AIM
Update the lines that begin at the line containing "--target eye --fmt" and end after the line containing "MULTIPOLYGON (((209 66, 209", replacing "eyebrow" with "brow" and leaving everything else unchanged. Give only those lines, and omit the pictures.

A sequence of records
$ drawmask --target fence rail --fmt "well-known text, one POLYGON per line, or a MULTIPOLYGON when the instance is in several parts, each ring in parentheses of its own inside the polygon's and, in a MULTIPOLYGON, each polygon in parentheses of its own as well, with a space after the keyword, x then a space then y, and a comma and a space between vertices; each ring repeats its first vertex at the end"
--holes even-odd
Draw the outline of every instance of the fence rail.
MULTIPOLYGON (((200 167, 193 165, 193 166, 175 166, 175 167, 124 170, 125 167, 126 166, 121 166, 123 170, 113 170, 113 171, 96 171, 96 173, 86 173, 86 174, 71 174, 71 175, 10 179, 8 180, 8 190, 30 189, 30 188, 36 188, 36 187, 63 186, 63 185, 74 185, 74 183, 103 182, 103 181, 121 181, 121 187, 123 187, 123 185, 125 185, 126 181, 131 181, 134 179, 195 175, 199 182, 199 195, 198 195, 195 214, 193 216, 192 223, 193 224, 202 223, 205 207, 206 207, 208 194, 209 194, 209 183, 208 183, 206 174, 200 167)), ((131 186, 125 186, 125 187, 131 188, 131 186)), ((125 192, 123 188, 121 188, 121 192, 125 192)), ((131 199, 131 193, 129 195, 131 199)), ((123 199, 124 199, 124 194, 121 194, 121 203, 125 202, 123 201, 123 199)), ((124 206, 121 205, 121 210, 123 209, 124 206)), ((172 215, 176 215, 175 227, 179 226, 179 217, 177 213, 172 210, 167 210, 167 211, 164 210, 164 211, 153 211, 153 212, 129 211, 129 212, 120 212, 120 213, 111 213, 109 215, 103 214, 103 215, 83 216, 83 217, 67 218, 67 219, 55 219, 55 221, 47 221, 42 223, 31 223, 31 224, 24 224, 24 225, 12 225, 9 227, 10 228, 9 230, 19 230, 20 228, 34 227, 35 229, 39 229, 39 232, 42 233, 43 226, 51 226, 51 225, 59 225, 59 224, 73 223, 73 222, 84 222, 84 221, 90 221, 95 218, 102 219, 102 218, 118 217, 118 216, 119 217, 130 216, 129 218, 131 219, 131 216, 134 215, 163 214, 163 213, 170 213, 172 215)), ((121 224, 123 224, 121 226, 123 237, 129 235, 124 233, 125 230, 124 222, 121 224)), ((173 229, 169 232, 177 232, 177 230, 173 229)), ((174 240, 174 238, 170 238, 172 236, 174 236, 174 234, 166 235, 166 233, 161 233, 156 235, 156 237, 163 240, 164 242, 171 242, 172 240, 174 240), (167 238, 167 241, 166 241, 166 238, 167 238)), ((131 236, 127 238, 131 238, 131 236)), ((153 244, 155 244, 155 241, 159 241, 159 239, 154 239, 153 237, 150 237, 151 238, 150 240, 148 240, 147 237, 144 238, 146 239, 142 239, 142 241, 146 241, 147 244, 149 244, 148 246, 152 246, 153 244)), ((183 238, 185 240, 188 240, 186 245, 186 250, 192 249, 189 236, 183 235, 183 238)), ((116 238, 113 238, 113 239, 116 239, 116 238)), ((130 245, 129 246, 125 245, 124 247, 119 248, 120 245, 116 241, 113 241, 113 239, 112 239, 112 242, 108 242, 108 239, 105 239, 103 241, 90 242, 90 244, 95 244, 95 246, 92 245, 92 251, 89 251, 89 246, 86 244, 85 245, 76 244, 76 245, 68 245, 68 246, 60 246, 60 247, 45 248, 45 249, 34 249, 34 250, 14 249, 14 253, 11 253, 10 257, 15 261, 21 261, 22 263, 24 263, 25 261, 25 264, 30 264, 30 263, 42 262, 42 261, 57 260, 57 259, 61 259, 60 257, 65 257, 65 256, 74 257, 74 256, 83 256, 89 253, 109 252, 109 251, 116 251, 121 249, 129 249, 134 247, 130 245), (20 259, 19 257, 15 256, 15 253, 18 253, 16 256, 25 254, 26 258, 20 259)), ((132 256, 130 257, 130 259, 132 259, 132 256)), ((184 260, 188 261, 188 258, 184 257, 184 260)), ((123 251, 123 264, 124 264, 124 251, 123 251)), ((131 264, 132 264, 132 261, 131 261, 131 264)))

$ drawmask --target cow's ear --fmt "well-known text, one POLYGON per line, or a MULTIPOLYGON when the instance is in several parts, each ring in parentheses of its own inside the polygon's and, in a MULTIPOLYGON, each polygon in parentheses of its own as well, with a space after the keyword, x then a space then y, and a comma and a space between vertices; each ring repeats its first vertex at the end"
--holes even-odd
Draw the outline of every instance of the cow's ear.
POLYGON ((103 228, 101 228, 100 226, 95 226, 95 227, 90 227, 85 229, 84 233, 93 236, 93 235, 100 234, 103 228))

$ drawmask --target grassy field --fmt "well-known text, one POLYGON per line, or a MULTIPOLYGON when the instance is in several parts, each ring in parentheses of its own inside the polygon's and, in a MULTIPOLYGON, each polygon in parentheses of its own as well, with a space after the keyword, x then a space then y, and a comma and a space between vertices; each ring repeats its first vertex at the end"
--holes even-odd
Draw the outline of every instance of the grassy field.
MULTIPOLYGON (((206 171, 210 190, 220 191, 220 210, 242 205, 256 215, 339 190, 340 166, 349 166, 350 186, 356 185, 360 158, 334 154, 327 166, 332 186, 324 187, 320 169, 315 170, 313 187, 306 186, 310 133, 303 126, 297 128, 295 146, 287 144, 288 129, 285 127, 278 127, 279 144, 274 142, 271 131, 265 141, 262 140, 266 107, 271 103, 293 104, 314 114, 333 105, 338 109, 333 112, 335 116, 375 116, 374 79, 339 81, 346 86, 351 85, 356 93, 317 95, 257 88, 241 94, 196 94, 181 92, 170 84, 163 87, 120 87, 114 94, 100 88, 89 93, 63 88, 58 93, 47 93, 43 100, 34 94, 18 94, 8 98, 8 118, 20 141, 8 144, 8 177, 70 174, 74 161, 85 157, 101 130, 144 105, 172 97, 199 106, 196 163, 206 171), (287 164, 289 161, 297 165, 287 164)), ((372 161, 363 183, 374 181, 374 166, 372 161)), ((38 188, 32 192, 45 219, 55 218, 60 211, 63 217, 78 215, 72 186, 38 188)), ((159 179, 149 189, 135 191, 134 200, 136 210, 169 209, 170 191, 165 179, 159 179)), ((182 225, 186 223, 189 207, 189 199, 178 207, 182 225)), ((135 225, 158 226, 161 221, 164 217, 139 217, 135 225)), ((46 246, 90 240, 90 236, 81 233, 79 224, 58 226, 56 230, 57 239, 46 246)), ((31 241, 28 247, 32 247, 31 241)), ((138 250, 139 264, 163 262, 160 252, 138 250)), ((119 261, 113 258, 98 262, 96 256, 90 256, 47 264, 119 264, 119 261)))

--

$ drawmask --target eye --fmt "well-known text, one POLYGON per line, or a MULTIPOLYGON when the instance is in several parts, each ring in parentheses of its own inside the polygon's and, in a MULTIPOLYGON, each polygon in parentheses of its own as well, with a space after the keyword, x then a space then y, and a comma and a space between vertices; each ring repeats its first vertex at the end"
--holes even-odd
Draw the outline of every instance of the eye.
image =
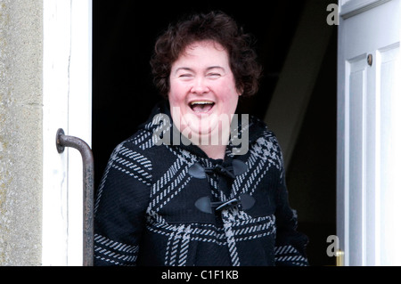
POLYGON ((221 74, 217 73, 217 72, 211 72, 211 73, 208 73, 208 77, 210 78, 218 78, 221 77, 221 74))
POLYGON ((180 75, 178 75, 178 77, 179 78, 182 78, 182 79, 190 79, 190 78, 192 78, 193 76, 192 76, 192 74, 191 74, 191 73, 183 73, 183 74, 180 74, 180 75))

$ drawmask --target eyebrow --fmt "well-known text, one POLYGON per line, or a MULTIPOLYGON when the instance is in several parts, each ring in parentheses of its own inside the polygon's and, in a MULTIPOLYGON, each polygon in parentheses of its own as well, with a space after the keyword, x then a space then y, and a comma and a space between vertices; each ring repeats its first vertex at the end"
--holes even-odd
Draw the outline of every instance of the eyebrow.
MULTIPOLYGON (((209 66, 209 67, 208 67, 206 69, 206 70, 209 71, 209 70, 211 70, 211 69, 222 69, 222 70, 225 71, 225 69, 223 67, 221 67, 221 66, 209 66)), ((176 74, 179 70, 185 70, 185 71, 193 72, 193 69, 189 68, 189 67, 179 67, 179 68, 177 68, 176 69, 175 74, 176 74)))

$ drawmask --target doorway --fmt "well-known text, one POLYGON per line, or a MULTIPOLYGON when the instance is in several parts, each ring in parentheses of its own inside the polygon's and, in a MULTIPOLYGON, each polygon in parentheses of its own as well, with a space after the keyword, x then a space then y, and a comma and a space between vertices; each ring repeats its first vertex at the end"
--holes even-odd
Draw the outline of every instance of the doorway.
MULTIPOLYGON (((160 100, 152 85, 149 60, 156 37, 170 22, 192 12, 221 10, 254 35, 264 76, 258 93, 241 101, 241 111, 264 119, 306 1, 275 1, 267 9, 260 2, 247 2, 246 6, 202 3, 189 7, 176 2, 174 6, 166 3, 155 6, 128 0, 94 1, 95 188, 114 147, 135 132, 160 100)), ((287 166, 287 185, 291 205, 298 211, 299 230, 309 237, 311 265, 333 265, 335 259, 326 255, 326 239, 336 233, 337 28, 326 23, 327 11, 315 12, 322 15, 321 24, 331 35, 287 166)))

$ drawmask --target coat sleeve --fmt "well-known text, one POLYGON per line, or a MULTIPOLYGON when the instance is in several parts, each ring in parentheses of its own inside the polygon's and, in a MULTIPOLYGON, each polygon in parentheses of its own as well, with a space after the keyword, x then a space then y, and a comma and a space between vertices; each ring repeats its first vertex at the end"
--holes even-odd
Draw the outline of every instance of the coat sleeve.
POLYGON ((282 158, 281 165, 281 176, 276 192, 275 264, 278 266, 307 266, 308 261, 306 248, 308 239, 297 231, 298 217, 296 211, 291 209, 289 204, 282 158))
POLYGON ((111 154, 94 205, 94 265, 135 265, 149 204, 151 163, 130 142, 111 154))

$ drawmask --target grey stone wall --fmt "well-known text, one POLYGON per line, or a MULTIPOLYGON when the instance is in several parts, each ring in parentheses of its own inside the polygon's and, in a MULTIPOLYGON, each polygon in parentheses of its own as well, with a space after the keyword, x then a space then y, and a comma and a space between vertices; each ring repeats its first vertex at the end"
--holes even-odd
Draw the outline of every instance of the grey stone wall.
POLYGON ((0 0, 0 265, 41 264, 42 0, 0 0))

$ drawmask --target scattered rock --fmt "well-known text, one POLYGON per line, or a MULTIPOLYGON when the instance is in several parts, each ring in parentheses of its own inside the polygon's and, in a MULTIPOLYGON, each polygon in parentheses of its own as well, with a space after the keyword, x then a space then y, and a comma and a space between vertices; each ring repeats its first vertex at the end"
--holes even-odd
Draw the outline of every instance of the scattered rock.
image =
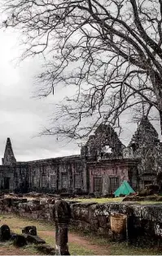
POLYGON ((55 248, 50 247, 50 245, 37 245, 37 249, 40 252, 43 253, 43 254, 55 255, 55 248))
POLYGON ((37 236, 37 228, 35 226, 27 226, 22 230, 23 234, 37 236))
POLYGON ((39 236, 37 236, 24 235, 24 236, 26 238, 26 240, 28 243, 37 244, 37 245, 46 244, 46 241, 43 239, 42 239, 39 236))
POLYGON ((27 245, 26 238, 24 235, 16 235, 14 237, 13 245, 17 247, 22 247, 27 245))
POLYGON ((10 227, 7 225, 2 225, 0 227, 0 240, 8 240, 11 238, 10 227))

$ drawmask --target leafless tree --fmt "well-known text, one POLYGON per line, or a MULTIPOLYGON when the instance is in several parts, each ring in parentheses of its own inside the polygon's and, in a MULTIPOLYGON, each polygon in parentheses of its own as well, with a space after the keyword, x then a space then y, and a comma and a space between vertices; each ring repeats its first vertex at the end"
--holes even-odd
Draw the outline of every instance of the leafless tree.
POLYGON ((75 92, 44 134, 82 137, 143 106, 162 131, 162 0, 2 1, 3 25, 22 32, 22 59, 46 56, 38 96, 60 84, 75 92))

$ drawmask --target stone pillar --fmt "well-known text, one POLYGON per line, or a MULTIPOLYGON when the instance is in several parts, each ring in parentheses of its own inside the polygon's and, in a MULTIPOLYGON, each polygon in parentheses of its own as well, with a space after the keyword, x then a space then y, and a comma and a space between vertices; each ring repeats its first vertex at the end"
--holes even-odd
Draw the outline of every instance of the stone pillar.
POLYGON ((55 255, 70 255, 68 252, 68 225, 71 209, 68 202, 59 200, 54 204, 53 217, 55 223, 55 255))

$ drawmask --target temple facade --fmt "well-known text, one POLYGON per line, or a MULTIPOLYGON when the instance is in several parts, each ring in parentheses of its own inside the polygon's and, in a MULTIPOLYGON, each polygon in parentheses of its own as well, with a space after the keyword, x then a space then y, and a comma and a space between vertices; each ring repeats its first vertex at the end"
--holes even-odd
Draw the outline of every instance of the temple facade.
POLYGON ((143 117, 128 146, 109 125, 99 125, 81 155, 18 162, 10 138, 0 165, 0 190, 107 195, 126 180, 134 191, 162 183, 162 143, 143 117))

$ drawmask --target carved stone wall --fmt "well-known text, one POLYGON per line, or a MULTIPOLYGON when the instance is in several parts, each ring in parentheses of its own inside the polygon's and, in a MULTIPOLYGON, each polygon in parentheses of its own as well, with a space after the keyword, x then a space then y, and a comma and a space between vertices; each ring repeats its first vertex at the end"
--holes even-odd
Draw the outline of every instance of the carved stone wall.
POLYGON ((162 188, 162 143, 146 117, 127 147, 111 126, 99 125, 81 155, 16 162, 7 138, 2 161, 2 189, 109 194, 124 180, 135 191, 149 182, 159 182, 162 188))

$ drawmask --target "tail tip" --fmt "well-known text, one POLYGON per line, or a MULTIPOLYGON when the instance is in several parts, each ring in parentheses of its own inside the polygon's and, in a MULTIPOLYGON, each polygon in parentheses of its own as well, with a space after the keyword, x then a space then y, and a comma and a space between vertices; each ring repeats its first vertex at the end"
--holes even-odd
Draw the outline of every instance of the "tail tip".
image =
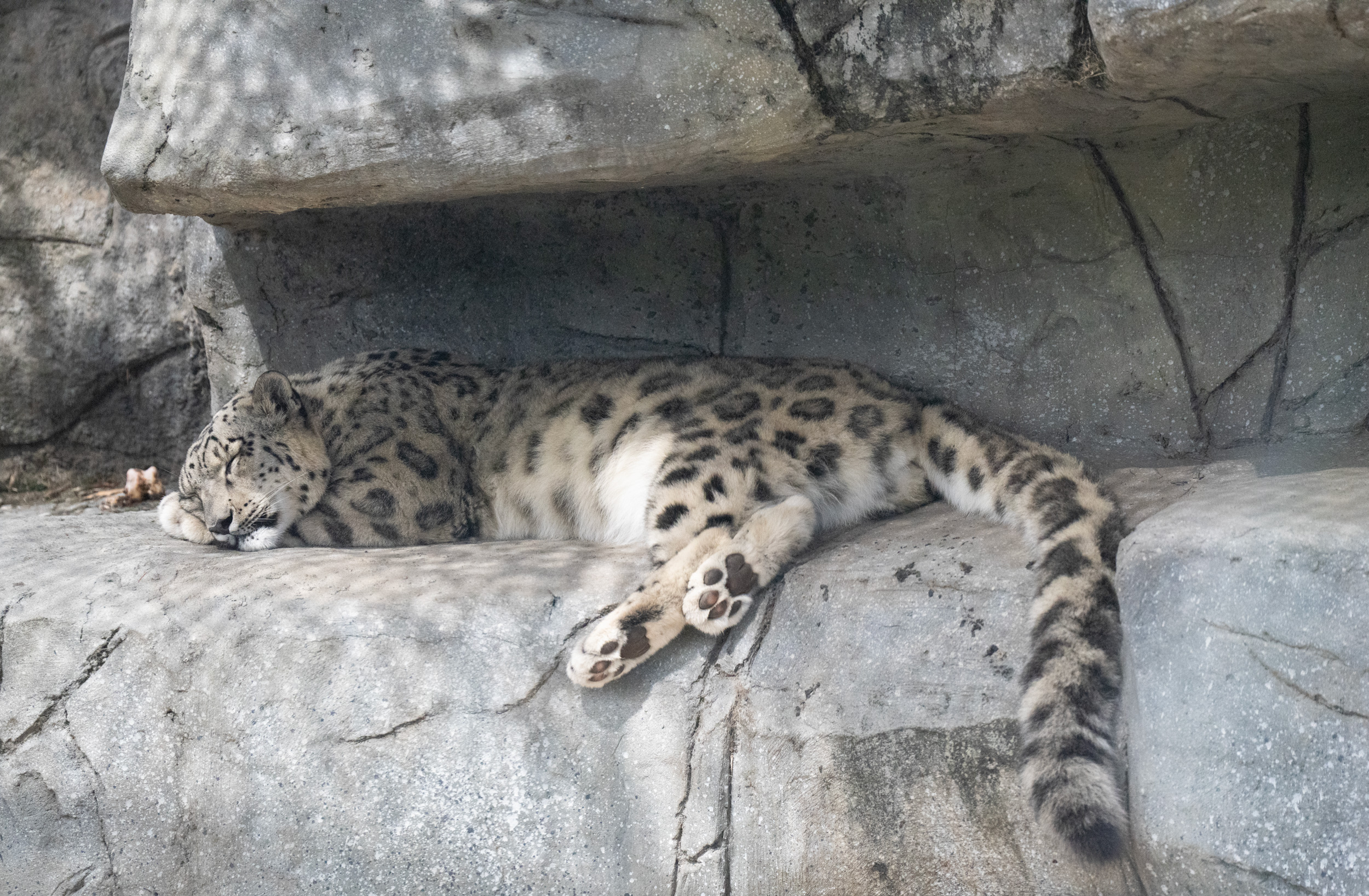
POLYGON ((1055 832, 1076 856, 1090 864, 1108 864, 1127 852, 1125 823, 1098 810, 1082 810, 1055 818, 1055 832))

---

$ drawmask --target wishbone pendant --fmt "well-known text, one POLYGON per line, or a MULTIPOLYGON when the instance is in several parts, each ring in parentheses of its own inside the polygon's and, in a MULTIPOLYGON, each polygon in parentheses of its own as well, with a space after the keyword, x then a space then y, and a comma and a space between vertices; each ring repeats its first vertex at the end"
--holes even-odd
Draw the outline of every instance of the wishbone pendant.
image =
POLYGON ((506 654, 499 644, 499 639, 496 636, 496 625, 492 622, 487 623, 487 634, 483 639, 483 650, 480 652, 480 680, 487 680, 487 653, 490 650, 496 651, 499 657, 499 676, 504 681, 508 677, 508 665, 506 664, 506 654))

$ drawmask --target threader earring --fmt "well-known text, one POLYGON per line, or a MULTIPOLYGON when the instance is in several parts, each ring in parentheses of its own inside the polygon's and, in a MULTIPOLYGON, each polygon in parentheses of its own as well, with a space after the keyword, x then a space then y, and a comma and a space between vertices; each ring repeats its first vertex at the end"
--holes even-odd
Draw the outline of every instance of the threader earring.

FULL RESPONSE
$ drawmask --target eye --fmt "well-known text, one POLYGON per line, or a MULTIPOLYGON when the instance is in several parts, each ring in parentheses of its own inside the polygon's and, in a MULTIPOLYGON, each polygon in parentheses of its own as well, with a space after the keyword, x then a space then y, and a comma and a space between vertices; each ring repeats its first vertex at the end"
--holes even-odd
Draw the outline of every instance of the eye.
image =
POLYGON ((221 74, 217 73, 217 72, 211 72, 211 73, 208 73, 208 77, 210 78, 218 78, 221 77, 221 74))
POLYGON ((180 75, 178 75, 178 77, 179 78, 182 78, 182 79, 190 79, 190 78, 192 78, 193 76, 192 76, 192 74, 191 74, 191 73, 183 73, 183 74, 180 74, 180 75))

$ drawmask --target brow --fmt "well-known text, one POLYGON per line, or a MULTIPOLYGON when the instance is in several parts, each ring in parentheses of its own inside the polygon's and, in a MULTIPOLYGON, each polygon in parentheses of its own as well, with a space after the keyword, x then a space then y, and a comma and a space between vertices; each ring repeats its first vertex at the end"
--holes even-odd
Draw the outline of every instance of the brow.
MULTIPOLYGON (((209 66, 209 67, 208 67, 206 69, 206 70, 209 71, 209 70, 211 70, 211 69, 222 69, 222 70, 225 71, 225 69, 223 67, 221 67, 221 66, 209 66)), ((176 74, 179 70, 185 70, 185 71, 193 72, 193 69, 189 68, 189 67, 179 67, 179 68, 177 68, 176 69, 175 74, 176 74)))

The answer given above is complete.